--- Begin EXERCISE INPUT ---

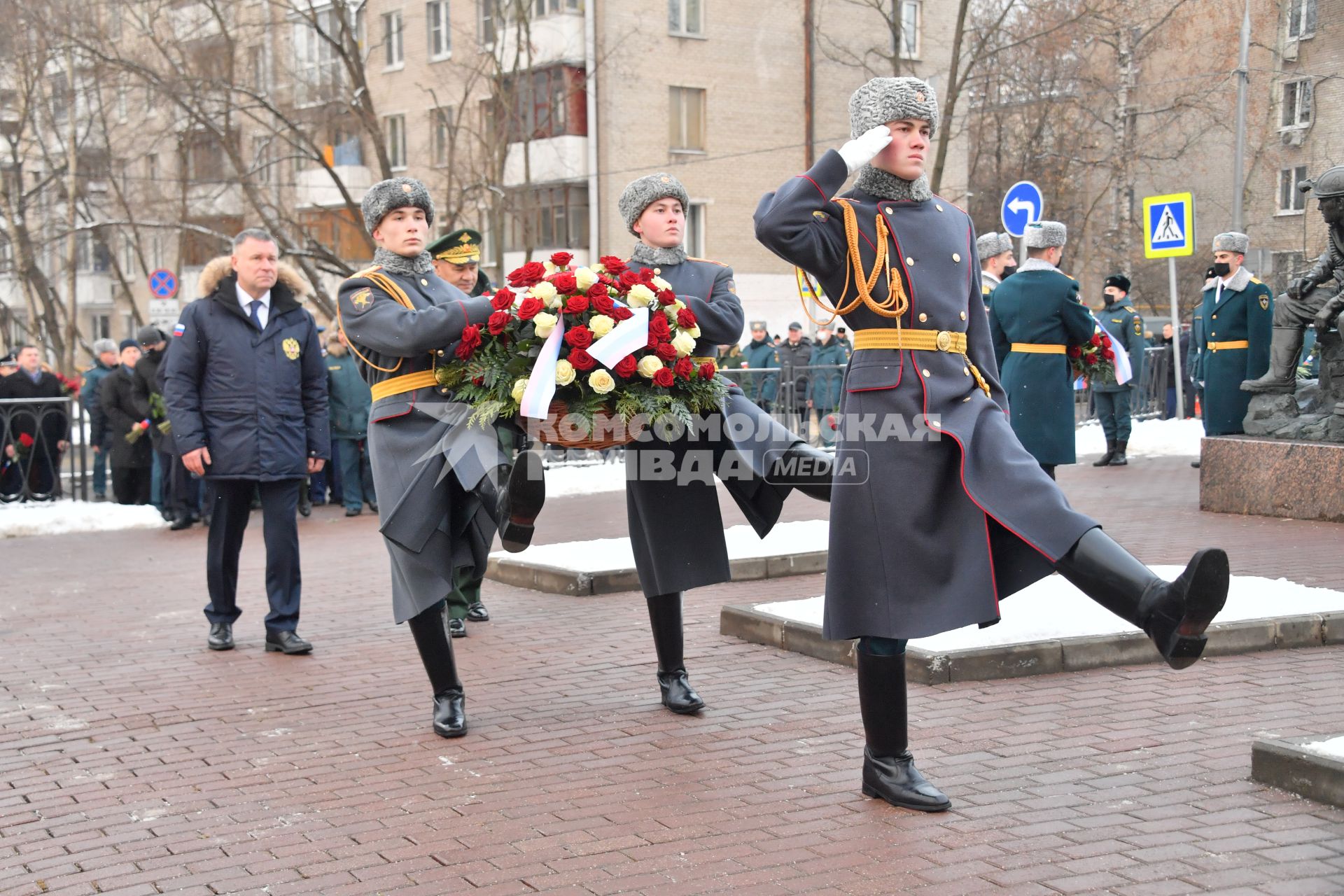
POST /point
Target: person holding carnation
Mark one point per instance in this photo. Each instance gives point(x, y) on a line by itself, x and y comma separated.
point(934, 530)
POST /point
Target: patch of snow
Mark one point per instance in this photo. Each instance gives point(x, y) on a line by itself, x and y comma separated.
point(62, 517)
point(1056, 609)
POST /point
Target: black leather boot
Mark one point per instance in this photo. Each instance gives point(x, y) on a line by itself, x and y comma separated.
point(806, 469)
point(889, 769)
point(1174, 614)
point(1105, 458)
point(666, 621)
point(430, 631)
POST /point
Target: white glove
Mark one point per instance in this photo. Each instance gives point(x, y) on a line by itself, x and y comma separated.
point(864, 148)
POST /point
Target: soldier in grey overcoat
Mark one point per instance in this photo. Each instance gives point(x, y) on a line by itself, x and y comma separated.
point(951, 514)
point(433, 475)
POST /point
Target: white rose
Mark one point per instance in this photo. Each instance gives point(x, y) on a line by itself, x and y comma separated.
point(683, 343)
point(650, 365)
point(545, 324)
point(640, 296)
point(601, 382)
point(564, 372)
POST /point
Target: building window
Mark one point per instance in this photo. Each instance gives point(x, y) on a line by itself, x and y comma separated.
point(1301, 19)
point(1297, 104)
point(686, 18)
point(393, 52)
point(1291, 199)
point(440, 39)
point(686, 118)
point(397, 140)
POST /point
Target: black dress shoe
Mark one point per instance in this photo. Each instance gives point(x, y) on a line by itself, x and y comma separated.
point(286, 643)
point(220, 636)
point(451, 713)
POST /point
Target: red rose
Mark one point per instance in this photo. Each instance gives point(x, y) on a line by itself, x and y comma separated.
point(578, 336)
point(528, 274)
point(581, 359)
point(530, 308)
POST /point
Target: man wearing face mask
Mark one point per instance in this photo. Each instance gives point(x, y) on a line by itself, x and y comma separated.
point(1238, 324)
point(1114, 400)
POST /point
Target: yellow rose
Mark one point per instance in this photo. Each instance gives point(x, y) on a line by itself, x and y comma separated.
point(601, 382)
point(683, 343)
point(545, 324)
point(640, 296)
point(564, 372)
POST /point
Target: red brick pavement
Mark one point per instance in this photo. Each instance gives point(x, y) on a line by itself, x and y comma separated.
point(132, 761)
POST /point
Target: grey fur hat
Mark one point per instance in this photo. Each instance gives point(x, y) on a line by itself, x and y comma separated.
point(1046, 234)
point(396, 192)
point(643, 192)
point(885, 99)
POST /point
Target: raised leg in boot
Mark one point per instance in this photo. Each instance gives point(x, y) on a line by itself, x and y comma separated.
point(666, 621)
point(1174, 614)
point(889, 770)
point(430, 631)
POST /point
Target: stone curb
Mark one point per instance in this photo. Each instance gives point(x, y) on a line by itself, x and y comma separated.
point(1037, 657)
point(1282, 763)
point(552, 580)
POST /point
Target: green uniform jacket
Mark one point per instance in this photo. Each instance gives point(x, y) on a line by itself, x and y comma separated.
point(1245, 314)
point(1040, 307)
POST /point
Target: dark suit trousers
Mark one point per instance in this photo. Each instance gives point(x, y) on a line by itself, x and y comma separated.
point(280, 528)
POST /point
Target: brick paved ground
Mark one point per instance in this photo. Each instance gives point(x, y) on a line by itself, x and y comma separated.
point(132, 761)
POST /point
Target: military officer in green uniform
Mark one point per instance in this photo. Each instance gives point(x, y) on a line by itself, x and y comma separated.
point(1034, 318)
point(1238, 327)
point(1114, 400)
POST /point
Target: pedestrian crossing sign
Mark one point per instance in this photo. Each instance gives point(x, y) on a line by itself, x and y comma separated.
point(1168, 226)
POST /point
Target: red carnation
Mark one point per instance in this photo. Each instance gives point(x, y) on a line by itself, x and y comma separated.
point(528, 274)
point(578, 336)
point(530, 308)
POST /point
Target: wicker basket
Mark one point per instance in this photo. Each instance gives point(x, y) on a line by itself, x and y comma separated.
point(609, 430)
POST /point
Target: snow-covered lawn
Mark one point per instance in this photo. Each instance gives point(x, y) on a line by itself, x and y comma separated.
point(61, 517)
point(1056, 609)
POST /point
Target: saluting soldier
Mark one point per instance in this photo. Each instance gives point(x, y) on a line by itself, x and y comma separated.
point(1238, 323)
point(1034, 320)
point(402, 321)
point(939, 528)
point(1114, 400)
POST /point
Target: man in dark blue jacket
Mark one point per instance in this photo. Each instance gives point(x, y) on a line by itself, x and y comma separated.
point(246, 394)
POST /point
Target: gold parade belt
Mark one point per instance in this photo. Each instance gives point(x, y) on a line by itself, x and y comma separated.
point(405, 383)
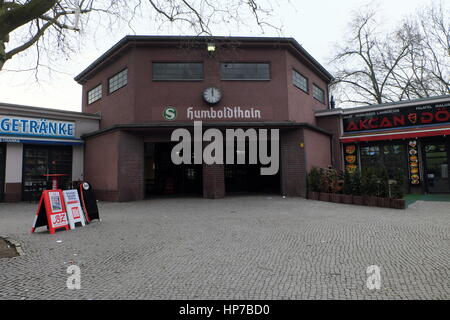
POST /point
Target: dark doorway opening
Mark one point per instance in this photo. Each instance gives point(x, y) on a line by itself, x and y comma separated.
point(39, 160)
point(164, 178)
point(2, 170)
point(436, 156)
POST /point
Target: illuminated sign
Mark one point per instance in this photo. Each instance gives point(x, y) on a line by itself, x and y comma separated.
point(35, 127)
point(398, 118)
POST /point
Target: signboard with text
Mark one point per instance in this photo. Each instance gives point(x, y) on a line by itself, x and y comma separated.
point(51, 211)
point(74, 210)
point(398, 118)
point(35, 127)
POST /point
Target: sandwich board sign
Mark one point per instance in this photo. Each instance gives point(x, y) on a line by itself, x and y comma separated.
point(74, 211)
point(89, 201)
point(51, 212)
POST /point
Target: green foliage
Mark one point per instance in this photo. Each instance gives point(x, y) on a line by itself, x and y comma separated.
point(371, 181)
point(398, 188)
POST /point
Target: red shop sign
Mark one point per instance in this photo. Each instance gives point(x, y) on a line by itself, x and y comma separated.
point(51, 211)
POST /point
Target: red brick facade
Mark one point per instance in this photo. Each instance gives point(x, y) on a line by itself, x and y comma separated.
point(133, 114)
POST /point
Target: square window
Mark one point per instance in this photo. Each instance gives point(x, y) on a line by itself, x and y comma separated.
point(318, 93)
point(299, 81)
point(118, 81)
point(95, 94)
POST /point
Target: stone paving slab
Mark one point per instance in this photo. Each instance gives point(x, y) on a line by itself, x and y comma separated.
point(252, 247)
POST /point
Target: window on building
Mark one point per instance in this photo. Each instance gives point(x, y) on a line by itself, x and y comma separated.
point(177, 71)
point(118, 81)
point(318, 93)
point(95, 94)
point(299, 81)
point(245, 71)
point(390, 156)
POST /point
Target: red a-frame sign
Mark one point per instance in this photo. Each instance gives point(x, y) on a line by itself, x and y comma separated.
point(51, 211)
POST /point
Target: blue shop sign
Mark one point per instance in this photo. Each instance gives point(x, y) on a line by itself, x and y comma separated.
point(34, 127)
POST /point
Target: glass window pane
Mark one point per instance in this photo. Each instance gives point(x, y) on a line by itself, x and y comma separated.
point(95, 94)
point(177, 71)
point(318, 93)
point(245, 71)
point(299, 81)
point(118, 81)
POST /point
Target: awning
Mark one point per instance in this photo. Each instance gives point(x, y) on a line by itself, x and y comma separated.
point(396, 135)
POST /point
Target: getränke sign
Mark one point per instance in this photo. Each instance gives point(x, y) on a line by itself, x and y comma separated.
point(36, 127)
point(397, 118)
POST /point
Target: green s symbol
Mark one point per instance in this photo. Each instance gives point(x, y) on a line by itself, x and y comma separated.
point(170, 113)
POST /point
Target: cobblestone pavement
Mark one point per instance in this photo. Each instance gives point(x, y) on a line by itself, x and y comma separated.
point(253, 247)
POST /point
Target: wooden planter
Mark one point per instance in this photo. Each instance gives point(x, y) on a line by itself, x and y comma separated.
point(347, 199)
point(398, 204)
point(358, 200)
point(384, 202)
point(313, 195)
point(324, 196)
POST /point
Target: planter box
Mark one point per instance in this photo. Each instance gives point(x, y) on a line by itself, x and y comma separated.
point(324, 196)
point(347, 199)
point(358, 200)
point(336, 198)
point(398, 204)
point(370, 201)
point(384, 202)
point(313, 195)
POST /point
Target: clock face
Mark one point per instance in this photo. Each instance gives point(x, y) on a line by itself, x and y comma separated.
point(212, 95)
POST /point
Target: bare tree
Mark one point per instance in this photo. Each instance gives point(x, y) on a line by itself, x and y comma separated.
point(425, 71)
point(377, 66)
point(48, 25)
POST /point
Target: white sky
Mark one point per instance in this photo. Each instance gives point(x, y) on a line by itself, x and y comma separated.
point(316, 25)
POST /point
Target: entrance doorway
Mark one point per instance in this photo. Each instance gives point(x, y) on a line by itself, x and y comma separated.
point(436, 155)
point(2, 170)
point(163, 177)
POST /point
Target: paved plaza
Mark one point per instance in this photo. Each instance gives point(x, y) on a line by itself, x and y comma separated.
point(252, 247)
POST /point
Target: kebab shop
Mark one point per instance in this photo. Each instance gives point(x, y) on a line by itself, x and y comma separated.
point(411, 136)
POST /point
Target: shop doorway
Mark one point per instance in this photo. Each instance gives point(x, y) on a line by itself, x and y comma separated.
point(2, 170)
point(39, 160)
point(436, 156)
point(164, 178)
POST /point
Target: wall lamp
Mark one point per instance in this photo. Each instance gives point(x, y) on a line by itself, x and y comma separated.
point(211, 47)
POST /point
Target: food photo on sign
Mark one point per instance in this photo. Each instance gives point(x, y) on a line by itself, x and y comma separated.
point(61, 209)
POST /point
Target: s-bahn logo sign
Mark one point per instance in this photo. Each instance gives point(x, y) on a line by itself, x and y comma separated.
point(21, 126)
point(397, 118)
point(170, 113)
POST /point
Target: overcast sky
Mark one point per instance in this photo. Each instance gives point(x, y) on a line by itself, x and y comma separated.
point(316, 25)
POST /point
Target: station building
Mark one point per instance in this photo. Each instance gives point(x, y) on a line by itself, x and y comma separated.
point(145, 87)
point(411, 136)
point(36, 143)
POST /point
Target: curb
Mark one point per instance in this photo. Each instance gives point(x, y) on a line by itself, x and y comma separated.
point(17, 245)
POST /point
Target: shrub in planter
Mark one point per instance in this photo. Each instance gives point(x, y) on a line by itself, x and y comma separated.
point(384, 202)
point(358, 200)
point(324, 196)
point(398, 203)
point(370, 201)
point(336, 197)
point(347, 199)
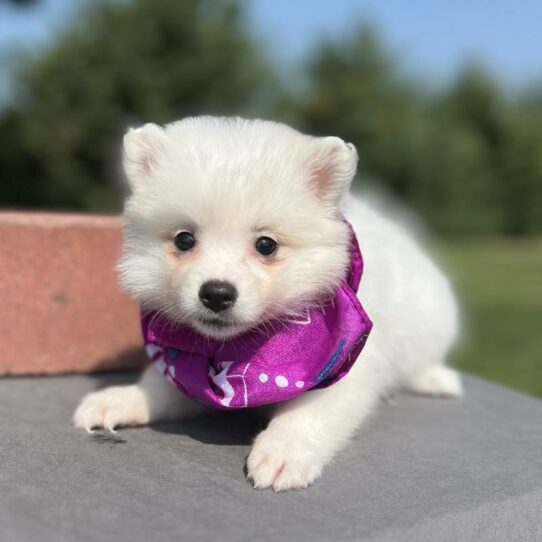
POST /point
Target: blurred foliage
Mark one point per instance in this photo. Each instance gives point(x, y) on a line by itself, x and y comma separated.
point(468, 156)
point(502, 309)
point(121, 64)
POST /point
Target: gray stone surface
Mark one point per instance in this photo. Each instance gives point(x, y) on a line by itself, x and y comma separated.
point(421, 469)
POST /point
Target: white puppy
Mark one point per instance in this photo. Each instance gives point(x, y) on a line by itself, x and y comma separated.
point(228, 182)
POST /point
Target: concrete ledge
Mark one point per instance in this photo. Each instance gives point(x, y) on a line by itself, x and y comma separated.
point(63, 308)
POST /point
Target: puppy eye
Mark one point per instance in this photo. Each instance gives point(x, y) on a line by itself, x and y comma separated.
point(184, 241)
point(266, 246)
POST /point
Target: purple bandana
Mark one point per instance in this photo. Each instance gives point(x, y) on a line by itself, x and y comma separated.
point(256, 368)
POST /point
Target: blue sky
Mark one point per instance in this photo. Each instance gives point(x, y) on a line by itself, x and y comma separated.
point(432, 37)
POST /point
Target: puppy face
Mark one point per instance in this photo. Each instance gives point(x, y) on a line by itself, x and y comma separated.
point(233, 223)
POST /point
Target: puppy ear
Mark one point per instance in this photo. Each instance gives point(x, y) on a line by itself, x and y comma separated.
point(332, 165)
point(142, 150)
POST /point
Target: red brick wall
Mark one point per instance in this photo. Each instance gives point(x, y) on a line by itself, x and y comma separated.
point(63, 310)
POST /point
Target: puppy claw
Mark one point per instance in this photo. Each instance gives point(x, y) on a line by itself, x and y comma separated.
point(111, 408)
point(277, 464)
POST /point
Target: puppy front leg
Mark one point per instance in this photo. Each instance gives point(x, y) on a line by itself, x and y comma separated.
point(152, 399)
point(305, 432)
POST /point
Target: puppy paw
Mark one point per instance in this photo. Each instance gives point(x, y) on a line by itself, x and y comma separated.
point(282, 463)
point(112, 407)
point(438, 381)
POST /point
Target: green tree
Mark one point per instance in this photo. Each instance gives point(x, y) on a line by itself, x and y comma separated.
point(121, 63)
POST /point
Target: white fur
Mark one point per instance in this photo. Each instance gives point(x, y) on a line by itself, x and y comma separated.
point(230, 181)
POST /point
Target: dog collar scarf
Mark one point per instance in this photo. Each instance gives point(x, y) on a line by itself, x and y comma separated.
point(255, 368)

--- End EXERCISE INPUT ---

§ **THE PROBLEM**
Pull out every line of the material that contains the string "boot", matching case exactly.

§ **SOLUTION FOR THIS PROBLEM**
Target: black leather boot
Target: raised leg in boot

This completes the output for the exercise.